→ **Text segment**
☆ ☆ ☆ ☆ ☆
The famous "Madison dance" scene. Strange? Yup.

A rather heady 2003 essay by Joshua Clover can be found here. Mr. Clover is clearly well-versed in film history, and he draws connections between many elements of Bande A Part, its American root elements, and the relationship to the French New Wave movement of the time. It's an interesting read, though dizzying at times.

That's a wrap. 60 shows down; 45 to go.

Coming Soon: Persona (1966)

Ingmar Bergman has gone all serious, psychological, and disturbing on us! Last time one of his films was in this list, it was the delightful Smiles of a Summer Night. I've seen Persona before, and I know not to expect the easygoing, sly comedy of that earlier film.

Please be sure to pick up all empties on the way out.

Saturday, August 20, 2011

Film # 59: A Hard Day's Night (1964)

Director: Richard Lester

Initial Release Country: United Kingdom

Times Previously Seen: none

Teaser Summary (No spoilers)

The iconic pop quartet spend a day running from fans, being cheeky, and mixing in several smash hits.
☆ ☆ ☆ ☆ ☆
→ **Data section**
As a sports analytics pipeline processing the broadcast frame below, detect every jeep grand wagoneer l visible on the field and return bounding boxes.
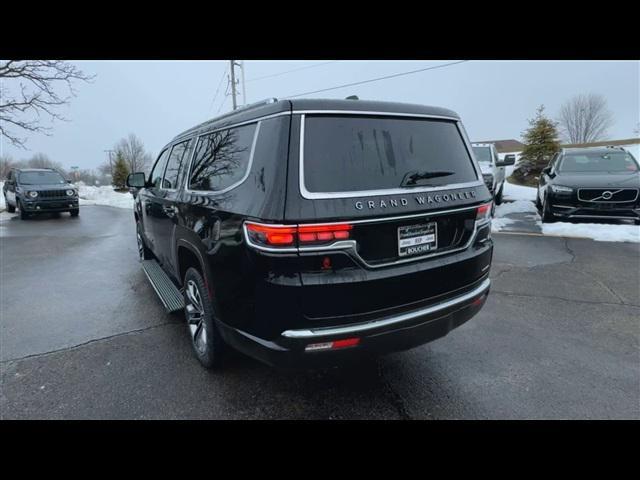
[128,96,493,367]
☆ ☆ ☆ ☆ ☆
→ **Requirement**
Decide whether each statement agrees with the film blog excerpt, answering yes or no and quoting the words that settle it: (a) The Joshua Clover essay was written in 2003. (b) A Hard Day's Night was first released in France. (c) The writer had seen A Hard Day's Night once before.

→ **Solution**
(a) Yes: "A rather heady 2003 essay by Joshua Clover can be found here."
(b) No: "Initial Release Country: United Kingdom"
(c) No: "Times Previously Seen: none"